**What the task requires**: Report every line in the items below that contains the string "wall", copying each such line in full. Matching is case-sensitive.

**Dataset excerpts**:
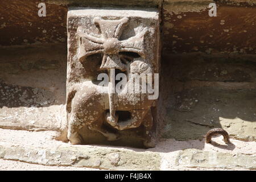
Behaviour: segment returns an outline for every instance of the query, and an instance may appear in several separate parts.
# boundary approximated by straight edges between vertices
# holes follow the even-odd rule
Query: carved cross
[[[119,20],[105,20],[99,17],[94,18],[93,22],[101,34],[97,35],[88,34],[79,27],[77,28],[77,34],[80,36],[80,47],[78,54],[79,60],[91,55],[102,53],[101,69],[114,68],[123,71],[126,69],[126,65],[121,61],[122,58],[119,54],[120,52],[135,52],[145,58],[143,46],[145,31],[126,40],[119,40],[128,21],[127,18]]]

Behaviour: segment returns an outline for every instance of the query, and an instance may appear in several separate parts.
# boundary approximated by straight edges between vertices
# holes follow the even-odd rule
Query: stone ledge
[[[0,129],[0,158],[48,166],[110,170],[256,169],[255,142],[231,139],[222,144],[204,141],[160,142],[154,148],[71,146],[52,140],[53,131],[28,132]],[[235,147],[234,147],[235,146]]]
[[[130,0],[130,1],[118,1],[118,0],[47,0],[47,2],[49,4],[57,5],[85,5],[90,6],[141,6],[142,5],[150,6],[156,6],[162,3],[163,0]]]

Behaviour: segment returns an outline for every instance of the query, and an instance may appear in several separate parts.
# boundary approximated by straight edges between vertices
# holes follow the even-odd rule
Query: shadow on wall
[[[163,138],[203,140],[210,129],[220,127],[231,137],[255,140],[255,63],[234,63],[198,53],[163,60],[162,85],[171,88],[162,93],[167,113]]]
[[[1,48],[0,108],[65,104],[64,46],[48,44]]]

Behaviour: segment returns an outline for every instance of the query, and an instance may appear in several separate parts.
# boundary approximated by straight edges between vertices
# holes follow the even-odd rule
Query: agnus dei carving
[[[159,24],[155,9],[69,10],[67,129],[71,144],[155,146],[158,97],[152,95],[158,92]],[[142,91],[145,81],[147,91],[155,88],[154,93]]]

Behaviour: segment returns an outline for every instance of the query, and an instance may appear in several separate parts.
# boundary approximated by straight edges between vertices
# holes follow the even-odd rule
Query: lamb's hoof
[[[72,137],[69,139],[68,143],[71,144],[80,144],[82,143],[82,137],[80,135],[77,135],[77,136]]]
[[[107,114],[107,122],[112,126],[115,126],[118,121],[118,116],[112,117],[109,113]]]
[[[143,142],[143,144],[147,148],[154,148],[156,145],[156,141],[155,139],[146,140]]]

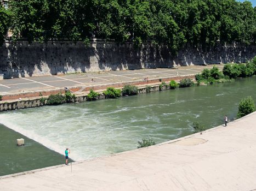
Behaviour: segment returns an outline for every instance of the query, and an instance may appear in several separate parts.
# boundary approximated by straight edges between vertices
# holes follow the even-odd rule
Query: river
[[[19,156],[25,158],[26,163],[19,165],[24,167],[22,171],[41,168],[43,164],[63,163],[64,157],[58,153],[64,154],[66,147],[70,148],[73,159],[86,160],[135,149],[142,138],[160,143],[190,134],[194,122],[201,122],[207,129],[219,126],[224,123],[225,115],[229,120],[236,117],[242,98],[251,96],[256,100],[255,82],[254,76],[116,99],[2,112],[1,123],[50,150],[26,138],[26,146],[14,146],[17,138],[24,136],[16,136],[18,133],[1,126],[0,168],[5,169],[3,174],[13,173],[15,165],[14,170],[8,171],[8,168],[10,164],[21,163],[14,160]],[[5,132],[11,131],[13,135],[4,135]],[[28,158],[31,151],[35,154]],[[30,160],[36,164],[31,166]],[[9,164],[3,164],[3,161]]]

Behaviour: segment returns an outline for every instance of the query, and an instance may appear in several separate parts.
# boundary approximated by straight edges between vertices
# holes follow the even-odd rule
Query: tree
[[[0,5],[0,44],[3,42],[10,24],[10,13]]]

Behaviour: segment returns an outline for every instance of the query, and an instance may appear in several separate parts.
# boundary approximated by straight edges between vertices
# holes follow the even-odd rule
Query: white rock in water
[[[24,139],[17,139],[17,145],[18,146],[24,145]]]

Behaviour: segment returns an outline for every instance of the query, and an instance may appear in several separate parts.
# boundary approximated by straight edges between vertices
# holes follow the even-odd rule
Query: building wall
[[[132,43],[118,44],[98,39],[86,48],[82,42],[48,41],[16,45],[6,41],[0,46],[0,74],[4,78],[67,73],[172,67],[245,62],[255,56],[256,46],[221,45],[203,51],[187,46],[173,56],[165,46],[145,44],[136,50]]]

**In response**:
Query: shadow on wall
Query: building wall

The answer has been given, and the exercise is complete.